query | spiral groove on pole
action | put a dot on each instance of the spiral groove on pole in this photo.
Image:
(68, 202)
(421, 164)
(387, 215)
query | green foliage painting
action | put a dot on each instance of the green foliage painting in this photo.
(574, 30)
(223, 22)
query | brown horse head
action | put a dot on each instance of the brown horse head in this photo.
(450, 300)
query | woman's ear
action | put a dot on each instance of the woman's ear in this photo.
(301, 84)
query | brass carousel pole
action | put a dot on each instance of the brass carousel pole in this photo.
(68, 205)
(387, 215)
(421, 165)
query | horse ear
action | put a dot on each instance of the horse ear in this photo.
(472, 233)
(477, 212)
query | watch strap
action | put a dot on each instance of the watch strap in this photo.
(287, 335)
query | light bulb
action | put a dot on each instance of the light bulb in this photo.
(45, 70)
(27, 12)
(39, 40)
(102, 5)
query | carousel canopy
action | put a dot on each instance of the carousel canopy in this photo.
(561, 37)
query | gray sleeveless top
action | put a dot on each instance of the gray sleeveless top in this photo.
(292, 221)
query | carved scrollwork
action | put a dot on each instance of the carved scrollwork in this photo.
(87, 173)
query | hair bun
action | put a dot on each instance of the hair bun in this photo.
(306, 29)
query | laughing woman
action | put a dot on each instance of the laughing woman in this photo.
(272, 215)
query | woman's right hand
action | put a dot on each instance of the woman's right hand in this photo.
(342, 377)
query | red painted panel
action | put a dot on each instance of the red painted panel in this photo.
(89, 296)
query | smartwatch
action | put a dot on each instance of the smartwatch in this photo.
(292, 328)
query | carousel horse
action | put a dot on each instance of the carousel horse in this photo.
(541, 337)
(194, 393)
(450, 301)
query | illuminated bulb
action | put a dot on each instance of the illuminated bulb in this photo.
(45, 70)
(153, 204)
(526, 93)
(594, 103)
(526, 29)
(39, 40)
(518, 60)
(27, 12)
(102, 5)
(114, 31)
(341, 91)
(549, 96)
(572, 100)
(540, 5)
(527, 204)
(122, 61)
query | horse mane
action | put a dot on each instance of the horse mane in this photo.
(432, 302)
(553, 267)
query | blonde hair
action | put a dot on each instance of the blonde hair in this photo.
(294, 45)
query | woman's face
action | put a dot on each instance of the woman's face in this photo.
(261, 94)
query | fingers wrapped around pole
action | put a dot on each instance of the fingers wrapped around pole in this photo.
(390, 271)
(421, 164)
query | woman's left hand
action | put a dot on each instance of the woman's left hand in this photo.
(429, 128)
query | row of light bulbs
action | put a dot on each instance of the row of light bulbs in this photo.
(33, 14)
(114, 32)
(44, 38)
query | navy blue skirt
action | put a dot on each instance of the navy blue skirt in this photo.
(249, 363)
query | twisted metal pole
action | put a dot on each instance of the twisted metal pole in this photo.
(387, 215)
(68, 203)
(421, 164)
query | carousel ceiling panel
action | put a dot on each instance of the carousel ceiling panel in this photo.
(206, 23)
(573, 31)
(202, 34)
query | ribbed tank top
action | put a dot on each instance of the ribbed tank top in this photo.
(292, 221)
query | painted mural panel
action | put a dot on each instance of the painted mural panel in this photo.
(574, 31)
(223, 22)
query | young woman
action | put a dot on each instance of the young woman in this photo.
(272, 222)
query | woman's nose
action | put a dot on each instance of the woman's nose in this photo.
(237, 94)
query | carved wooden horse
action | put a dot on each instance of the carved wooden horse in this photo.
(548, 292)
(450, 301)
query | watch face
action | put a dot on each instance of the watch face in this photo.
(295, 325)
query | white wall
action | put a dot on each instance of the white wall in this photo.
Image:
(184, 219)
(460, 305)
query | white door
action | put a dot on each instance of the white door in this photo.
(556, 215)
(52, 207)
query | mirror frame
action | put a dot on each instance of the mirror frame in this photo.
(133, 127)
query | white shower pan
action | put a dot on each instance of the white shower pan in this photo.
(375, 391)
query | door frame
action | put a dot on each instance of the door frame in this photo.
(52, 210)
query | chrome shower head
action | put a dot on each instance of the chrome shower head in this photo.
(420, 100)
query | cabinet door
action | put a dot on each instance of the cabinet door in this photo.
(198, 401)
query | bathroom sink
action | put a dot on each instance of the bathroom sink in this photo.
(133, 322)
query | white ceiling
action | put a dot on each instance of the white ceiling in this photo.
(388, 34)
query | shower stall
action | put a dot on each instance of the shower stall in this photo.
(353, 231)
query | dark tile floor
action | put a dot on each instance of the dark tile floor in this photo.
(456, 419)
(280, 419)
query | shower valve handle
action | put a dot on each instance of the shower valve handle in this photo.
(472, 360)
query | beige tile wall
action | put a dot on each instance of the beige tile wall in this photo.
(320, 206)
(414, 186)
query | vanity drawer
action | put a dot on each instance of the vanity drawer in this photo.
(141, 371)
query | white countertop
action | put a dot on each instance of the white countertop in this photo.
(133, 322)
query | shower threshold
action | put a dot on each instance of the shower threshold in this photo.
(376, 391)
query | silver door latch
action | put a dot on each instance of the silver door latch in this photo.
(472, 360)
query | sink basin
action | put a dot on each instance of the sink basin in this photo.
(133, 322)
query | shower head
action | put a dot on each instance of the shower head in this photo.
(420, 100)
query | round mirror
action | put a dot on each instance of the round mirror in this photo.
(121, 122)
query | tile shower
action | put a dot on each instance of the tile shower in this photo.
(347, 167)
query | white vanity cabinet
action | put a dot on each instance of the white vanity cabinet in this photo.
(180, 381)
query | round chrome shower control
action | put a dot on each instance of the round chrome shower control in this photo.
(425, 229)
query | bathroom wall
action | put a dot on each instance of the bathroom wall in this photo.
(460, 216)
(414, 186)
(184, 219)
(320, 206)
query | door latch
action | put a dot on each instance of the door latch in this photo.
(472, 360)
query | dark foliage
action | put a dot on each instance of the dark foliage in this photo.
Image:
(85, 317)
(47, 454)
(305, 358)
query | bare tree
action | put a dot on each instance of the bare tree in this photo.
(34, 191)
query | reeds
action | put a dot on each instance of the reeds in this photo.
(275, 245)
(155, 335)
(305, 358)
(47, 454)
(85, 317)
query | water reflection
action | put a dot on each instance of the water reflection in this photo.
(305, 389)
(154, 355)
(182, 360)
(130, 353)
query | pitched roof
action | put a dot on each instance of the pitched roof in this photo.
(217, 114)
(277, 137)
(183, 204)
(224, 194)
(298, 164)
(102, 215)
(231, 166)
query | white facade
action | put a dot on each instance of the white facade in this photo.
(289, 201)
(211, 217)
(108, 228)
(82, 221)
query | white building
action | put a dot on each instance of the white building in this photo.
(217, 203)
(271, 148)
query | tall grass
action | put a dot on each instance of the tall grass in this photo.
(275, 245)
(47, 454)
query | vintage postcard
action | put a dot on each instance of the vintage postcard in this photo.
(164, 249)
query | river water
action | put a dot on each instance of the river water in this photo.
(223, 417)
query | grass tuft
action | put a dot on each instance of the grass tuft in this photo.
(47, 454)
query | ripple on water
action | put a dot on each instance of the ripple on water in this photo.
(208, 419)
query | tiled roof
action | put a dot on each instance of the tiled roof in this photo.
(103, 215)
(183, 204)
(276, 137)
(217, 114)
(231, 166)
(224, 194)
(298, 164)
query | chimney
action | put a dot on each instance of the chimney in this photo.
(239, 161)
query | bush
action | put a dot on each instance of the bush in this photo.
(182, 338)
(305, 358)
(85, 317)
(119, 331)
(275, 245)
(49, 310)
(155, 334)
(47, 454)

#####

WORK TO COMPLETE: Copy every row above verbatim, keeping the original line order.

COMPLETED TASK:
query | spiral groove on pole
action | put a dot on each instance of the spiral groove on pole in this photo.
Image:
(68, 202)
(421, 164)
(387, 215)
query | green foliage painting
action | put a dot on each instance of the green foliage painting in this photo.
(574, 30)
(223, 22)
query | brown horse head
action | put a dot on each instance of the brown horse head in this photo.
(450, 300)
query | woman's ear
action | put a dot on each instance of the woman's ear in this photo.
(301, 84)
query | brass carousel pole
action | put a dot on each instance of the brass carousel pole in this photo.
(68, 205)
(387, 215)
(421, 165)
query | horse ear
action | put a dot on each instance of the horse ear in this photo.
(472, 233)
(477, 212)
query | watch strap
action | put a dot on each instance of the watch strap in this photo.
(287, 335)
query | light bulb
action | put a dot on each instance of the light bulb in this photo.
(45, 70)
(27, 12)
(39, 40)
(102, 5)
query | carousel canopy
action | put a dot on each instance of the carousel canopy in this photo.
(561, 37)
query | gray sleeveless top
action | put a dot on each instance of the gray sleeveless top in this photo.
(292, 221)
query | carved scrollwork
action | put a dot on each instance of the carved scrollwork in this photo.
(87, 173)
query | hair bun
action | put a dot on each instance of the hair bun in this photo.
(306, 29)
query | laughing woman
action | put a dot on each instance of the laughing woman in this photo.
(272, 215)
query | woman's right hand
action | put a dot on each instance of the woman's right hand in this photo.
(342, 377)
query | red painted panel
action | put a dot on each instance of the red painted panel in this photo.
(89, 296)
query | smartwatch
action | put a dot on each instance of the smartwatch in this photo.
(292, 328)
query | carousel horse
action | put a dot on each instance of the carousel horse in this photo.
(541, 337)
(194, 393)
(450, 301)
query | illuminated bulb
action | put a dot on each instance of the illuminated bulb in this photo.
(45, 70)
(153, 204)
(526, 93)
(594, 103)
(526, 29)
(39, 40)
(518, 60)
(27, 12)
(102, 5)
(114, 31)
(341, 91)
(549, 96)
(572, 100)
(540, 5)
(527, 204)
(122, 61)
query | horse mane
action | put a dot on each instance of the horse mane in this photo.
(432, 302)
(553, 267)
query | blonde hair
action | put a dot on each instance of the blonde hair in this photo.
(294, 45)
query | woman's face
action | put a dot on each instance of the woman's face in this photo.
(261, 94)
query | fingers wrapped around pole
action | put a dot on each instance of the fingers wrapped around pole in this photo.
(390, 271)
(421, 164)
query | woman's left hand
action | put a dot on each instance of the woman's left hand in this photo.
(429, 128)
query | row of light bulbs
action | put a dot on each instance of the row of light bulbs in this photo.
(33, 14)
(114, 32)
(44, 38)
query | navy blue skirt
action | put a dot on each instance of the navy blue skirt in this photo.
(249, 363)
query | twisted metal pole
action | put a dot on each instance of the twisted metal pole in this photo.
(387, 215)
(68, 203)
(421, 164)
query | carousel ceiling panel
action | put a dot on each instance of the carousel ceiling panel in this photo.
(206, 23)
(573, 31)
(202, 34)
query | ribbed tank top
action | put a dot on each instance of the ribbed tank top in this photo.
(292, 221)
query | painted mural panel
action | put a dot on each instance of the painted mural panel in this photo.
(574, 31)
(223, 22)
query | young woman
action | put a dot on each instance of the young woman in this photo.
(272, 222)
query | woman's nose
action | put a dot on each instance of the woman's nose in this photo.
(237, 94)
query | carved wooden horse
action | put a dot on each instance of the carved wooden horse in this photo.
(548, 292)
(450, 301)
query | watch face
action | put a dot on each instance of the watch face in this photo.
(295, 325)
query | white wall
action | put a dot on each instance of the white wall in this photo.
Image:
(184, 219)
(460, 305)
query | white door
action | put a dot on each instance of the white door in this photo.
(556, 215)
(52, 207)
query | mirror frame
action | put a dot on each instance of the mirror frame in this photo.
(133, 127)
query | white shower pan
action | put a dot on each instance of the white shower pan in this photo.
(375, 391)
query | door frame
action | put a dot on each instance of the door frame in this photo.
(52, 210)
query | chrome shower head
action | put a dot on each instance of the chrome shower head in this photo.
(420, 100)
query | cabinet door
action | put a dot on each instance of the cabinet door in this photo.
(198, 401)
query | bathroom sink
action | put a dot on each instance of the bathroom sink in this photo.
(133, 322)
query | white ceiling
action | put a dot on each instance of the white ceiling in this photo.
(388, 34)
query | shower stall
action | put a dot on each instance of the shower stall in this photo.
(353, 231)
query | dark tile floor
action | put a dot on each instance of the dark tile floor in this photo.
(456, 419)
(280, 419)
query | shower valve handle
action | put a dot on each instance of the shower valve handle in this photo.
(472, 360)
query | beige tile wall
action | put a dot on each instance of the beige tile wall in this photo.
(320, 206)
(414, 186)
query | vanity drawer
action | put a dot on each instance of the vanity drawer in this photo.
(141, 371)
query | white countertop
action | put a dot on each instance of the white countertop in this photo.
(133, 322)
query | shower threshold
action | put a dot on each instance of the shower threshold in this photo.
(376, 391)
query | silver door latch
action | put a dot on each instance of the silver door latch in this photo.
(472, 360)
query | sink basin
action | put a dot on each instance of the sink basin in this photo.
(133, 322)
query | shower head
action | put a dot on each instance of the shower head in this photo.
(420, 100)
query | round mirror
action | put a dot on each instance of the round mirror in this photo.
(121, 122)
query | tile shower
action | put a dot on each instance of the tile shower in this photo.
(347, 167)
query | white vanity cabinet
action | put a dot on each instance of the white vanity cabinet in this photo.
(180, 381)
query | round chrome shower control
action | put a dot on each instance of the round chrome shower control in this photo.
(425, 229)
query | bathroom wall
action | put a dot on each instance of the bathroom wall in this photo.
(460, 216)
(414, 186)
(184, 219)
(320, 206)
query | door latch
action | put a dot on each instance of the door latch in this photo.
(472, 360)
query | dark foliage
action | put a dot on each instance of the dark foliage in this photo.
Image:
(85, 317)
(47, 454)
(305, 358)
query | bare tree
action | put a dot on each instance of the bare tree in this photo.
(34, 191)
query | reeds
action | put a dot on each instance of the reeds in this photo.
(275, 245)
(155, 335)
(305, 358)
(47, 454)
(85, 317)
query | water reflection
action | put a dot on each instance of the water reflection in this photo.
(305, 389)
(154, 355)
(182, 360)
(130, 353)
query | pitched roof
action | put a dot on each instance of the pitched roof in this photo.
(217, 114)
(277, 137)
(183, 204)
(224, 194)
(298, 164)
(102, 215)
(231, 166)
query | white facade
action | put a dot on each instance of the white facade in this photo.
(289, 201)
(211, 217)
(108, 228)
(82, 221)
query | white building
action | put a dot on each instance of the white building in this photo.
(217, 203)
(271, 148)
query | tall grass
action | put a dot on each instance of the tall grass in this photo.
(275, 245)
(47, 454)
query | vintage postcard
action | put a dot on each instance of the vintage postcard in this photo.
(164, 249)
query | river water
action | put a dot on each instance of the river water in this photo.
(223, 417)
query | grass tuft
action | put a dot on each instance of the grass tuft in this photo.
(47, 454)
query | ripple on water
action | put a dot on each instance of the ripple on water in this photo.
(208, 419)
query | tiled roof
action | put a dot on each instance of the tiled roof in this photo.
(103, 215)
(183, 204)
(276, 137)
(217, 114)
(231, 166)
(224, 194)
(298, 164)
query | chimney
action | put a dot on each instance of the chimney in this photo.
(239, 161)
query | bush
action | put a dot on each instance of the bush in this photo.
(182, 338)
(305, 358)
(85, 317)
(119, 331)
(275, 245)
(49, 310)
(155, 334)
(47, 454)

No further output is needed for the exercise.